INSTRUCTIONS TO FOLLOW
All of the records should come back exactly as written.

[Dataset records]
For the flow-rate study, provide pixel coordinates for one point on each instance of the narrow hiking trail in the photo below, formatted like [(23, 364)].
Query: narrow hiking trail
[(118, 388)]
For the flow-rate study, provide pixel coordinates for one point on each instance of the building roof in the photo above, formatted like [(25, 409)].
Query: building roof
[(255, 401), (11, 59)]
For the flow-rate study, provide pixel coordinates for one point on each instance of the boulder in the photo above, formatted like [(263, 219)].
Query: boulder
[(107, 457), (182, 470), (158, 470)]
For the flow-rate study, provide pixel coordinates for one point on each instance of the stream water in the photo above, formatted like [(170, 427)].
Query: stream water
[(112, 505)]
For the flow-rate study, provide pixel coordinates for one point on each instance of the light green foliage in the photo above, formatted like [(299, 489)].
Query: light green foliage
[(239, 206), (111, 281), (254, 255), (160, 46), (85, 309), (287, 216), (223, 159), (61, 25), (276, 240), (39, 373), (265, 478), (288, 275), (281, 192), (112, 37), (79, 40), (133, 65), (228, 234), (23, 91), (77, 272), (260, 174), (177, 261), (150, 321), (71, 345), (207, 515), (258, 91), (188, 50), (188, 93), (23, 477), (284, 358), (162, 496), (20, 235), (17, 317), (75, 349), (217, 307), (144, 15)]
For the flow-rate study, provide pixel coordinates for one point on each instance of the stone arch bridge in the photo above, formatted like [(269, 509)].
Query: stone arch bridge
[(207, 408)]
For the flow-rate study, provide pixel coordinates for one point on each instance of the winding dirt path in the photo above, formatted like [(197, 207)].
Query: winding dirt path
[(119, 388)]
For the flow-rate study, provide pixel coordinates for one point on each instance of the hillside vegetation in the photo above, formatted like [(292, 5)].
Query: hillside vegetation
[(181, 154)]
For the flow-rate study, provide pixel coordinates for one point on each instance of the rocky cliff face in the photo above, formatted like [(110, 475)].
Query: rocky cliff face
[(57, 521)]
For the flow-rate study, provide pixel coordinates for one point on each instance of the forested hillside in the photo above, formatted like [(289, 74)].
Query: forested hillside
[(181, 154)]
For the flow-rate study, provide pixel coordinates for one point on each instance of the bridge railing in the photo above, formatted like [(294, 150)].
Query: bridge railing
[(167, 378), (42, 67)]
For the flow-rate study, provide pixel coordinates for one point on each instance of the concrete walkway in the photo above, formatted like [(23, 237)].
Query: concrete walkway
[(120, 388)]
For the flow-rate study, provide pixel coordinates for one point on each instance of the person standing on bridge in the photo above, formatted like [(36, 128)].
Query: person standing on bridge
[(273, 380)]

RESULT OF THE EXERCISE
For the flow-rate study, provide pixel coordinates for one point on each instance of the narrow hiking trail in the photo below, formatted like [(23, 364)].
Query: narrow hiking trail
[(118, 388)]
For the flow-rate study, provide pixel coordinates for one point on each instance of the building roof in the photo above, formatted like [(25, 409)].
Query: building roof
[(255, 401), (11, 59)]
For the flow-rate study, provide pixel coordinates for one point on each instance of the boulder in the photo above, formatted like [(263, 219)].
Query: boulder
[(107, 457), (182, 470), (158, 470)]
For the flow-rate study, provide pixel coordinates for one point on each instance of the stream water in the photo above, formatted like [(170, 427)].
Query: stream water
[(112, 505)]
For the flow-rate study, provide pixel coordinates for one point on each instance of the light green foliage in the photo above, formatted like [(299, 489)].
Query: light green foliage
[(239, 206), (111, 281), (254, 255), (160, 46), (85, 309), (287, 216), (223, 159), (61, 25), (276, 240), (39, 373), (265, 478), (288, 275), (281, 192), (112, 37), (79, 40), (133, 65), (228, 234), (23, 91), (77, 272), (260, 174), (177, 261), (150, 321), (71, 345), (207, 515), (258, 91), (188, 50), (188, 93), (23, 477), (284, 358), (162, 496), (20, 235), (17, 317), (75, 349), (217, 307), (144, 15)]
For the flow-rate study, provide pixel coordinates for one point on each instance of the stone arch bridge in the photo above, formatted like [(269, 509)].
Query: stone arch bridge
[(207, 408)]
For the flow-rate study, provide pixel coordinates for one point on each instance of the winding dirt path in the photo above, formatted like [(197, 207)].
Query: winding dirt path
[(119, 388)]
For the flow-rate study, provide pixel coordinates for one point on each instance of the hillside vegetation in the photo above, formatted like [(292, 5)].
Query: hillside vegetation
[(181, 154)]
For the flow-rate study, provide pixel coordinates for one point on each instance of the rocky cliff face in the photo above, formatted like [(110, 475)].
Query: rocky cliff face
[(57, 521)]
For the flow-rate study, provide pixel coordinates for one point on each instance of the forested hillside in the photo above, formatted like [(289, 74)].
Query: forested hillside
[(181, 154)]
For the flow-rate study, provide pixel coordinates for one point on each instance of the bridge railing in the photo above, formatted like [(294, 150)].
Query: bridge railing
[(167, 378), (42, 67)]
For the flow-rate study, provide pixel coordinates for one point on each instance of the concrete walkway in the photo above, formatted like [(23, 237)].
Query: concrete walkway
[(120, 388)]
For the flow-rate study, provide pixel coordinates for one point on each instance of the person standing on bridge in the photo above, formatted like [(36, 128)].
Query: person standing on bridge
[(273, 380)]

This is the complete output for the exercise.